A rede vem sendo palco para grupos que não só romantizam o suicídio,
mas exortam jovens a cometê-lo, usando a falsa ideia do desafio. O
psiquiatra sublinha a necessidade de uma política nacional de
atendimento a urgências, pois, muitas vezes, os profissionais não sabem
como lidar com casos de tentativas de suicídio.
A psicóloga Mariana Bteshe, professora da Uerj, diz que os pais devem
estar atentos a qualquer mudança brusca no comportamento do jovem, como,
por exemplo, um adolescente expansivo que, de repente, fica
introspectivo, agressivo, tem insônia, dorme demais ou passa muito tempo
no quarto.
Mais uma vez, o alerta especial vai para o uso da internet, e Bteshe
lista, na contramão do jogo que incentivaria o suicídio, iniciativas que
tentam combater a depressão e lançam desafios "do bem", como o jogo da
Baleia Rosa.
"Muitas vezes o jovem fica muito tempo na internet, e os pais não sabem
o que ele anda vendo ou com quem anda falando. É preciso que a família,
mantendo a privacidade do jovem, busque uma forma de contato com ele e
abra um espaço de diálogo", afirma a psicóloga, que defendeu na Fiocruz
uma tese de doutorado sobre suicídio.

▶ [REQUISITOS DA TAREFA]: Dê continuidade ao trecho sobre o suicídio entre jovens e o papel da internet, começando logo após a última frase. O material abaixo não tem relação com o trecho.

▶ [Dados de apontamento por expressão referencial]:
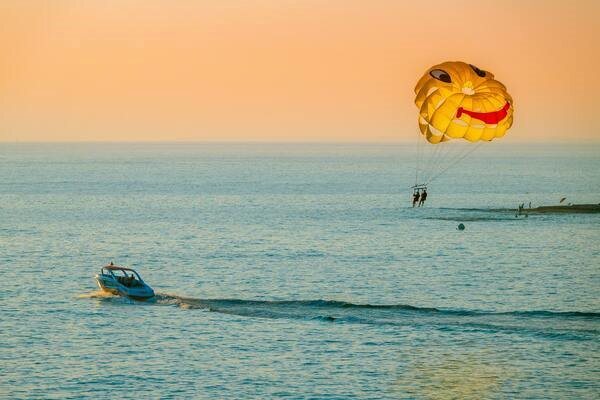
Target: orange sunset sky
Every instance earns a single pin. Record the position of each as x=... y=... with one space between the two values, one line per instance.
x=280 y=70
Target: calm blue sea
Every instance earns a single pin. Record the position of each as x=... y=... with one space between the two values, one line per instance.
x=298 y=271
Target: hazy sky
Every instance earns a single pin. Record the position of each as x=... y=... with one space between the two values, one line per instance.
x=282 y=70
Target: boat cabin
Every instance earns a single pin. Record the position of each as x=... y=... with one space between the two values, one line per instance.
x=125 y=276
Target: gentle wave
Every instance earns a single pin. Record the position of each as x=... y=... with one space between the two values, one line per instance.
x=558 y=325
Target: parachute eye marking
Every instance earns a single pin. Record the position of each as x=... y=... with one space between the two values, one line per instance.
x=441 y=75
x=478 y=71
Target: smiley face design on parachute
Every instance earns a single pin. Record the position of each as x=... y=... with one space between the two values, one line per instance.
x=458 y=100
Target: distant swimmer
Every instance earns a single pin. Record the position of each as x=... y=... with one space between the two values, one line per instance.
x=416 y=196
x=423 y=197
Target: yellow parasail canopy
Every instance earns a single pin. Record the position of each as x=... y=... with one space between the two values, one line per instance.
x=457 y=100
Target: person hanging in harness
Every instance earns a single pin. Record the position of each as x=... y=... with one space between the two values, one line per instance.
x=423 y=197
x=416 y=196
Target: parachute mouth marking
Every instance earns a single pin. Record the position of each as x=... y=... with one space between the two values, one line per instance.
x=492 y=117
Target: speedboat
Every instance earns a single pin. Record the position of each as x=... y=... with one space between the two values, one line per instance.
x=117 y=280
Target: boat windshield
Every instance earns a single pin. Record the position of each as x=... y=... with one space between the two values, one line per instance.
x=127 y=277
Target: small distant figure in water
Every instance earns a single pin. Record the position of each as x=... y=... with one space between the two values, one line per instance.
x=423 y=197
x=416 y=196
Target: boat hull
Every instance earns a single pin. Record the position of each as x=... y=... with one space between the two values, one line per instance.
x=109 y=284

▶ [RESPOSTA DA TAREFA]:
Bteshe reitera que silenciar sobre suicídio não ajuda a combater o
problema. Este é um dos tabus associados ao tema, o chamado "Efeito
Werther" - a ideia de que falar de suicídio pode inspirar ondas de casos
por imitação.
O nome vem do protagonista do livro "Os sofrimentos do jovem Werther",
de Goethe, publicado em 1774, sobre um rapaz que se suicida após um
fracasso amoroso e cujo exemplo teria provocado outros suicídios de
jovens.
Atualmente, diz a psicóloga, a diretriz da OMS é abordar o tema sem
glamour, sem divulgar métodos e sem apontar o suicídio como solução para
os problemas - agindo sem preconceito e oferecendo ajuda a quem
precisa.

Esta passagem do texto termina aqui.